Transcribe a section of the pregnancy post below, starting with "Everyday brings new" and going on through "That's my baby!".

» **Text excerpt**:
= = = = = = =
Well finally Momma has given me something to post! I'm going to let her do the talking, but I do want to point out that I did edit her original document but only to correct grammatical errors, punctuation, you know the little things. So without further ado, Momma...
So as my world turns I find myself getting dizzier and dizzier! Its amazing how one moment can change your entire life. One night of love between you and your husband to be, and suddenly my body starts morphing into this baby making machine, creating a true beauty of nature. I now walk with a waddle and sport a huge bump in front of me like a representation of my love! I must admit though I do like all the chivalry that is brought out of complete strangers. Gentlemen actually opening doors for me, bus drivers lowering the bus when I board, and not having to lift anything heavy! Then there are the knowing looks you get from other Moms when you are out and about. The silent connection we have with each other that transcends words. The soft smile you receive from veteran Moms when you're pregnant with your first child speaks a thousand words. Daddy has been so good with me too, putting up with my mood swings, outbursts of tears and running back and forth everywhere for me so I don't have to get up!
Everyday brings new questions, and new experiences. So many days to wait for, the first day we get to hear his heartbeat. His first kicks, then knowing when he can hear us and respond back. Our first hellos! I will be sitting complaining about how tired I am or how uncomfortable I feel, then a swift kick from inside me and a smile instantly replaces the frown I wore a second ago! That's my baby!
= = = = = = =
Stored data
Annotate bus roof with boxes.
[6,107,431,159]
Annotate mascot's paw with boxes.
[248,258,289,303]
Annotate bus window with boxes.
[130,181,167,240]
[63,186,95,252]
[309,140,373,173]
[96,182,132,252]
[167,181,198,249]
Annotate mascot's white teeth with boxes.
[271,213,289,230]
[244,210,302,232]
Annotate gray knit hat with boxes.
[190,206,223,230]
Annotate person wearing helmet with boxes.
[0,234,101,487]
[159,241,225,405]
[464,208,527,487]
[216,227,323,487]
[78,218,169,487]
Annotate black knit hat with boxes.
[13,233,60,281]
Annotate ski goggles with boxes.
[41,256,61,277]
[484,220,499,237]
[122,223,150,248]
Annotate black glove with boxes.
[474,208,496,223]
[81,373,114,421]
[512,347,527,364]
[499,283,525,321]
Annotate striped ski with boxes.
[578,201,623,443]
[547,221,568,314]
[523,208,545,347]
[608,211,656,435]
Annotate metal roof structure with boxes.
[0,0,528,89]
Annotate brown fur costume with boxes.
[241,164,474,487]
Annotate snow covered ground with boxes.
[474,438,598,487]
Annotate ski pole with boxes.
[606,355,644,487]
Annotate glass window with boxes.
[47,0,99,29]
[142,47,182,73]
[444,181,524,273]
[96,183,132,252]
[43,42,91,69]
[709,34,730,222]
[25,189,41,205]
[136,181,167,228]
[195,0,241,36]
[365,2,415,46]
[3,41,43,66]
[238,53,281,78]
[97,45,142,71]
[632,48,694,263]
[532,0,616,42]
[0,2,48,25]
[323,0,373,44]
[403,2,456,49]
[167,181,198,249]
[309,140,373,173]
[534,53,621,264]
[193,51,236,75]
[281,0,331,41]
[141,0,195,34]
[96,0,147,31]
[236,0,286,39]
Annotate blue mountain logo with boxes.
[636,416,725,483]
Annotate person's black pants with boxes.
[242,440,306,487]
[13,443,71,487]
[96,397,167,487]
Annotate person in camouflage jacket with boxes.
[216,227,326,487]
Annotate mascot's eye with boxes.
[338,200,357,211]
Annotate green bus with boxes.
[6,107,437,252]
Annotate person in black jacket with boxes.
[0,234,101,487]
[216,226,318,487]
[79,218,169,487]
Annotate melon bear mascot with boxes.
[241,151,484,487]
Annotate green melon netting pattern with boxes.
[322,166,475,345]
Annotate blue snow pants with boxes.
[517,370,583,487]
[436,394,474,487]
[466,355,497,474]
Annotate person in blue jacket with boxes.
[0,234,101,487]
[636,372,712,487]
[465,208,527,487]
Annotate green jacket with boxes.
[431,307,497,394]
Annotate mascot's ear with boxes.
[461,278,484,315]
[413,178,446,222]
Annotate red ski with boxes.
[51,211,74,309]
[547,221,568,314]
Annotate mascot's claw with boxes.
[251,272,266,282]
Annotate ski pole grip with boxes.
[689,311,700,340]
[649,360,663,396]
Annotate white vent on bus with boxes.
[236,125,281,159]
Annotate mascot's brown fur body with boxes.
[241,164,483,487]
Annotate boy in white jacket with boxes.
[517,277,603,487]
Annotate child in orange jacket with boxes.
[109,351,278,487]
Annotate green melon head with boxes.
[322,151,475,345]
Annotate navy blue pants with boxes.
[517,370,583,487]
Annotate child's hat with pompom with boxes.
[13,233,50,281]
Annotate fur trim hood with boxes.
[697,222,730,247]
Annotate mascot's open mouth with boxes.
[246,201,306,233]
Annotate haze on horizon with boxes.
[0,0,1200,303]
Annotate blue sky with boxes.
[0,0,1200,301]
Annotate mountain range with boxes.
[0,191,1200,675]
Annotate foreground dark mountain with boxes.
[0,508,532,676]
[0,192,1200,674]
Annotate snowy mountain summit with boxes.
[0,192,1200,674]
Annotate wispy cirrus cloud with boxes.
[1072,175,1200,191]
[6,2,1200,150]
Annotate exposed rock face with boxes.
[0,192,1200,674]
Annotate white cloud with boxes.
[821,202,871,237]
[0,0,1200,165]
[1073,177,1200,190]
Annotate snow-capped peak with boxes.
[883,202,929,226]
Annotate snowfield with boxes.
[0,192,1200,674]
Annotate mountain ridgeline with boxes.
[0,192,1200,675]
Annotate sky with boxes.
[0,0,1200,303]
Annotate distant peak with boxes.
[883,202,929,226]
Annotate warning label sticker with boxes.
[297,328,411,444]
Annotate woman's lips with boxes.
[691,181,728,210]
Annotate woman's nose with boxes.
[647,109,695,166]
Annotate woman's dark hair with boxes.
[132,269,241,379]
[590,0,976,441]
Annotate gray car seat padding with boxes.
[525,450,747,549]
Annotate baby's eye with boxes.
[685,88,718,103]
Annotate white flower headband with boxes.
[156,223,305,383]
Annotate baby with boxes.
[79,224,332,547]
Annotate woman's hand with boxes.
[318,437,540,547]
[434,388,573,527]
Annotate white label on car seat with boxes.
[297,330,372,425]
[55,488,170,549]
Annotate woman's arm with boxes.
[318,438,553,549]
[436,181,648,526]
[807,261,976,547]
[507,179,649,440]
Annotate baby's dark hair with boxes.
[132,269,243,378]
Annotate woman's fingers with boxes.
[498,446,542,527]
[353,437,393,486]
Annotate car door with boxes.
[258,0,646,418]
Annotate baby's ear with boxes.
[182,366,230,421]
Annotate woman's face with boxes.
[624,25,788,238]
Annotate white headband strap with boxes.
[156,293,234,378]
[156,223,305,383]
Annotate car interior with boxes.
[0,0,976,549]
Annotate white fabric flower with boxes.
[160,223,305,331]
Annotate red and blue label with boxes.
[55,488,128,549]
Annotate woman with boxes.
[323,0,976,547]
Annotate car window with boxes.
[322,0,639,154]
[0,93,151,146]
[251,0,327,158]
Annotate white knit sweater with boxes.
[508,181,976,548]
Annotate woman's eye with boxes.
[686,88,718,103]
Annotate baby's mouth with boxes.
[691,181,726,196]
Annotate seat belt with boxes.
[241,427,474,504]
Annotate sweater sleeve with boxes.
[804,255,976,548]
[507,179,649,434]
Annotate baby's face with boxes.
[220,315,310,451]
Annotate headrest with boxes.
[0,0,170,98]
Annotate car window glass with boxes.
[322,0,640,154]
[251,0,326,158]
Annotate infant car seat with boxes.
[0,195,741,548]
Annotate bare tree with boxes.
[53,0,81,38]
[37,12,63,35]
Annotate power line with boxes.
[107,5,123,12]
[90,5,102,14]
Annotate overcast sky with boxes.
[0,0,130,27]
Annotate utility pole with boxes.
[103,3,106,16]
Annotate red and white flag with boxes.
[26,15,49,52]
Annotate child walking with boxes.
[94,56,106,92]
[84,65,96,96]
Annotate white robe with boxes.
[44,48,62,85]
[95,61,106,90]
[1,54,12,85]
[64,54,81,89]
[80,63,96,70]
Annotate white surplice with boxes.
= = = = = = =
» **Complete output**:
Everyday brings new questions, and new experiences. So many days to wait for, the first day we get to hear his heartbeat. His first kicks, then knowing when he can hear us and respond back. Our first hellos! I will be sitting complaining about how tired I am or how uncomfortable I feel, then a swift kick from inside me and a smile instantly replaces the frown I wore a second ago! That's my baby!